• _Exercise_
Copy the records below word for word, starting at their first line and ending with the line that contains "Give the mask of the blue", including both of those lines and nothing more.

════════

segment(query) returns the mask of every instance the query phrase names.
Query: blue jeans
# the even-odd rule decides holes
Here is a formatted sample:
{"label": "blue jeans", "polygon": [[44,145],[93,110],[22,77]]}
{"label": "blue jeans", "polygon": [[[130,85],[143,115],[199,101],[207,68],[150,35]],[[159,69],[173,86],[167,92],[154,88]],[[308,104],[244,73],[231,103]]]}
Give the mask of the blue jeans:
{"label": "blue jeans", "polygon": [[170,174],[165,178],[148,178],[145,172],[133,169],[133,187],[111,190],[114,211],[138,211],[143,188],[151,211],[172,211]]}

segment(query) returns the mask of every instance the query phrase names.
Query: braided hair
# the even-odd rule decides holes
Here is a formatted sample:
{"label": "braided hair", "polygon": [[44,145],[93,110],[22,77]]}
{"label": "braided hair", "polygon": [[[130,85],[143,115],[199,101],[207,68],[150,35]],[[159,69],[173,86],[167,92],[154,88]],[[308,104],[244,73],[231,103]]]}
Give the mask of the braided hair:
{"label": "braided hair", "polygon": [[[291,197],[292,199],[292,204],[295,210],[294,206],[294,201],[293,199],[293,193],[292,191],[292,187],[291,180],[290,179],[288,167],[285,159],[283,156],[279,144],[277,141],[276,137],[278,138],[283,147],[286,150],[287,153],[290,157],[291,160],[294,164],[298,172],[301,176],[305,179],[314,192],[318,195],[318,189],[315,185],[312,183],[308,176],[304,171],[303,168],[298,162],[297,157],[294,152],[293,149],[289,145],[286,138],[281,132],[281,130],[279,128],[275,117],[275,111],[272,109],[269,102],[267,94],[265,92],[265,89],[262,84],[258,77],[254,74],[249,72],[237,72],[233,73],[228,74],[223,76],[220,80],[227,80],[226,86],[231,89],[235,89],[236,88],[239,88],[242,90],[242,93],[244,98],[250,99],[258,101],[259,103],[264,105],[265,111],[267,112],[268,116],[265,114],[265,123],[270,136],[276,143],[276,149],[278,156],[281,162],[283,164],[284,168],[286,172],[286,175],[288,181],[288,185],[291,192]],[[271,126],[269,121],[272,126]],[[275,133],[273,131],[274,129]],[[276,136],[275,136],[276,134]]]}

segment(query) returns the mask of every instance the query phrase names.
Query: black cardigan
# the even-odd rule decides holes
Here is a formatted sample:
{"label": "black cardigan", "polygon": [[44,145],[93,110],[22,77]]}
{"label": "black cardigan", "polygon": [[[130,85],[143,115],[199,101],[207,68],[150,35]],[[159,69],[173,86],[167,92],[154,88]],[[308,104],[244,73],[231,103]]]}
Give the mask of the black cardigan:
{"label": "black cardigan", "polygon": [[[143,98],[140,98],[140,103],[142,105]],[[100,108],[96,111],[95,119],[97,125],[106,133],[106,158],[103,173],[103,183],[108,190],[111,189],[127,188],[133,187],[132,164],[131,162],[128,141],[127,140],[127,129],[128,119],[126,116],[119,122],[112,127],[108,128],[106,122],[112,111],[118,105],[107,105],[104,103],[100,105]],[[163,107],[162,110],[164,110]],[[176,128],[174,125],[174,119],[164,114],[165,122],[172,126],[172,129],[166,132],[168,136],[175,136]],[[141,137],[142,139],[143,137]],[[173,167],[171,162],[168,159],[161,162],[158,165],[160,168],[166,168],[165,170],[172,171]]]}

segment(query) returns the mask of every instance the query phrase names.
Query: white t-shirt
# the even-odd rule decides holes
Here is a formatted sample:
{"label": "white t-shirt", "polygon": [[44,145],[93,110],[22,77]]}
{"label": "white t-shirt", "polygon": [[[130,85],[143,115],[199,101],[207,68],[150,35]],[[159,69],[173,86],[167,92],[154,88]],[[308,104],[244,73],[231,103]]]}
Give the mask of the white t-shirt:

════════

• _Task result_
segment(query) returns the mask of every instance the query phrase names.
Query: blue jeans
# the even-odd rule decides holes
Here is a formatted sample:
{"label": "blue jeans", "polygon": [[44,145],[93,110],[22,77]]}
{"label": "blue jeans", "polygon": [[[130,85],[143,115],[199,101],[207,68],[150,35]],[[159,69],[173,86],[167,92],[154,88]],[[308,104],[244,73],[231,103]]]}
Give the mask of the blue jeans:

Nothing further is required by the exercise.